Work item: Only one stretch of the data below is wanted: the lines from the one with "pixel 253 173" through the one with "pixel 81 92", repeated exactly.

= Beginning of Section =

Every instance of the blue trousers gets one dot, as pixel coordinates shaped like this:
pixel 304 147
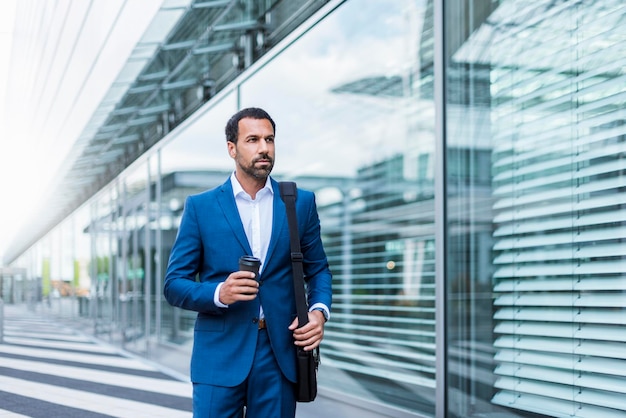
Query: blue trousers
pixel 266 393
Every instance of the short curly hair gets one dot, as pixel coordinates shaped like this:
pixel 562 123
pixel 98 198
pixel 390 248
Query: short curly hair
pixel 232 127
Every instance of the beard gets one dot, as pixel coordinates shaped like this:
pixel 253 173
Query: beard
pixel 253 171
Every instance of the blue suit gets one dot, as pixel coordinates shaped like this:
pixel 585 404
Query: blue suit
pixel 209 243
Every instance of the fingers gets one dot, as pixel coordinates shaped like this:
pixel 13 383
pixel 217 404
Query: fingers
pixel 239 286
pixel 310 335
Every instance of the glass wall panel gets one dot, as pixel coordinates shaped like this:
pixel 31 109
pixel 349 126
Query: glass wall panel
pixel 536 153
pixel 352 100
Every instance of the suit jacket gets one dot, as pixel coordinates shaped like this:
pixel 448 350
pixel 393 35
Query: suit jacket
pixel 210 240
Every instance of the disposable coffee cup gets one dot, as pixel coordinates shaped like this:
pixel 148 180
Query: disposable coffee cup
pixel 250 263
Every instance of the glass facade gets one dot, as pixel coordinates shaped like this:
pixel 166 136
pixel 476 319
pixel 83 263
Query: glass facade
pixel 532 172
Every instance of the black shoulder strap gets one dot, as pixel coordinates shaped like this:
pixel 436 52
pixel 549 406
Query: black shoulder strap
pixel 288 193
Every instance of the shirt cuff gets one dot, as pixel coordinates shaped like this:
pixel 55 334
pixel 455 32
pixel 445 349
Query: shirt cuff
pixel 216 297
pixel 321 307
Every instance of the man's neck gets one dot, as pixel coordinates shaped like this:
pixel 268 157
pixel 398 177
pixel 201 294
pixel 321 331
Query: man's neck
pixel 249 184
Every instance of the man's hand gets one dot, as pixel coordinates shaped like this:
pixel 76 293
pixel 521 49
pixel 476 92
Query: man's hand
pixel 310 335
pixel 239 286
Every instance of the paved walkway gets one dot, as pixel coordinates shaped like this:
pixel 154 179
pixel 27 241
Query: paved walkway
pixel 50 370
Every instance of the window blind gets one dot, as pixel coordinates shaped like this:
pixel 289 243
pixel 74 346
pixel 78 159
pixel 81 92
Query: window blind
pixel 559 175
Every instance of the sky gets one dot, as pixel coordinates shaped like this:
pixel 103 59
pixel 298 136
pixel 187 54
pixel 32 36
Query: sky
pixel 9 183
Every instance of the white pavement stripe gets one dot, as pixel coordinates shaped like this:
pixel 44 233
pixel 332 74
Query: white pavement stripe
pixel 52 336
pixel 169 387
pixel 8 414
pixel 121 408
pixel 61 345
pixel 88 359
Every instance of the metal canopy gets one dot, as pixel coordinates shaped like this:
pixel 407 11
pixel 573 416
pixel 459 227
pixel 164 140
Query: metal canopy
pixel 206 45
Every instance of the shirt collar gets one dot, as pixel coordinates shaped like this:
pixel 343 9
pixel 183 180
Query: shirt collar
pixel 237 189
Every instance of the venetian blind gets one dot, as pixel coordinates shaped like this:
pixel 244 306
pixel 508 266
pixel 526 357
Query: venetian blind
pixel 559 175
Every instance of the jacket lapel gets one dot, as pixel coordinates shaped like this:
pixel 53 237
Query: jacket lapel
pixel 278 220
pixel 226 200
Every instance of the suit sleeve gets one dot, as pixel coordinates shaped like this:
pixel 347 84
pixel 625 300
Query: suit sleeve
pixel 316 269
pixel 181 289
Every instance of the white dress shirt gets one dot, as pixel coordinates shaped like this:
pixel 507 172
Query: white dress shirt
pixel 256 216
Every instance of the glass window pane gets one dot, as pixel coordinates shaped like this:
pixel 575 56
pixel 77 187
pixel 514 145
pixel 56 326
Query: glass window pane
pixel 536 172
pixel 352 100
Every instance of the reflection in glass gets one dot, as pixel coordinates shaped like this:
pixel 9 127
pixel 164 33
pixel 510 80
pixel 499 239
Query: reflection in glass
pixel 361 136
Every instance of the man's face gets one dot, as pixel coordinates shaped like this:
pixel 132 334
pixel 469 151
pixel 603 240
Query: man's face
pixel 254 151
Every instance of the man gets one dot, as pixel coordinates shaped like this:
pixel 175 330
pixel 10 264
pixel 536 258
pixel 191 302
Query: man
pixel 246 332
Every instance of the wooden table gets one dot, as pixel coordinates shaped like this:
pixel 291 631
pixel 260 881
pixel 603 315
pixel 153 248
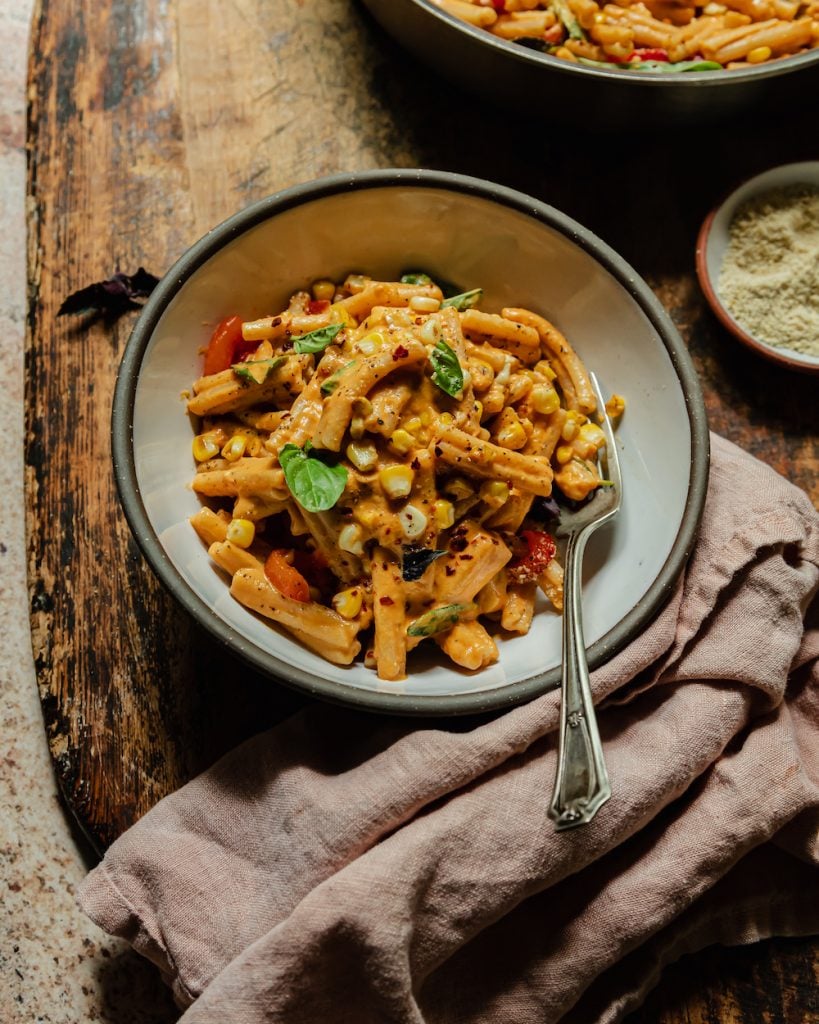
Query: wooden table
pixel 153 120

= End of Section =

Your solution:
pixel 253 173
Query: beard
pixel 253 171
Every instance of the blue suit gets one dot, as pixel coordinates shaped like this:
pixel 585 404
Query: blue suit
pixel 209 243
Every instance of the fingers gets one dot, as pixel coordinates shaped like this:
pixel 13 383
pixel 217 404
Query: fingers
pixel 239 286
pixel 310 335
Every instance of the glass wall panel gets one dot, as pixel coordinates shaped like this:
pixel 31 109
pixel 349 126
Query: glass wall panel
pixel 536 153
pixel 352 100
Every instance of the suit jacket gets one dot, as pixel coordinates shaped like this:
pixel 448 350
pixel 393 35
Query: suit jacket
pixel 210 240
Every instance of the disposable coffee cup gets one dot, as pixel coordinates shaped like this:
pixel 148 180
Query: disposable coffee cup
pixel 250 263
Every instance of the glass facade gets one dot, as pixel coordinates shaped like this:
pixel 166 136
pixel 476 319
pixel 83 263
Query: glass facade
pixel 532 172
Every instance of the black shoulder strap gets one dot, as pixel coordinates shaped like this:
pixel 436 52
pixel 549 406
Query: black shoulder strap
pixel 288 193
Every instance of the shirt cuff gets one dot, as pixel coordinates shaped like this:
pixel 55 334
pixel 455 32
pixel 445 349
Query: shirt cuff
pixel 216 297
pixel 321 307
Every instance of the man's neck gets one dot, as pixel coordinates shaped like this:
pixel 268 157
pixel 398 177
pixel 201 294
pixel 321 331
Query: man's neck
pixel 249 184
Every instance of the man's hand gets one dot, as pixel coordinates shaped like this:
pixel 76 293
pixel 521 49
pixel 476 92
Query: man's hand
pixel 310 335
pixel 239 286
Every instance of the paved walkway gets one dot, as pixel coordinates shaped like this:
pixel 154 179
pixel 27 241
Query: paved walkway
pixel 50 370
Every instance of the window blind gets one dot, as pixel coordinates shaped like this:
pixel 289 243
pixel 74 346
pixel 78 159
pixel 81 92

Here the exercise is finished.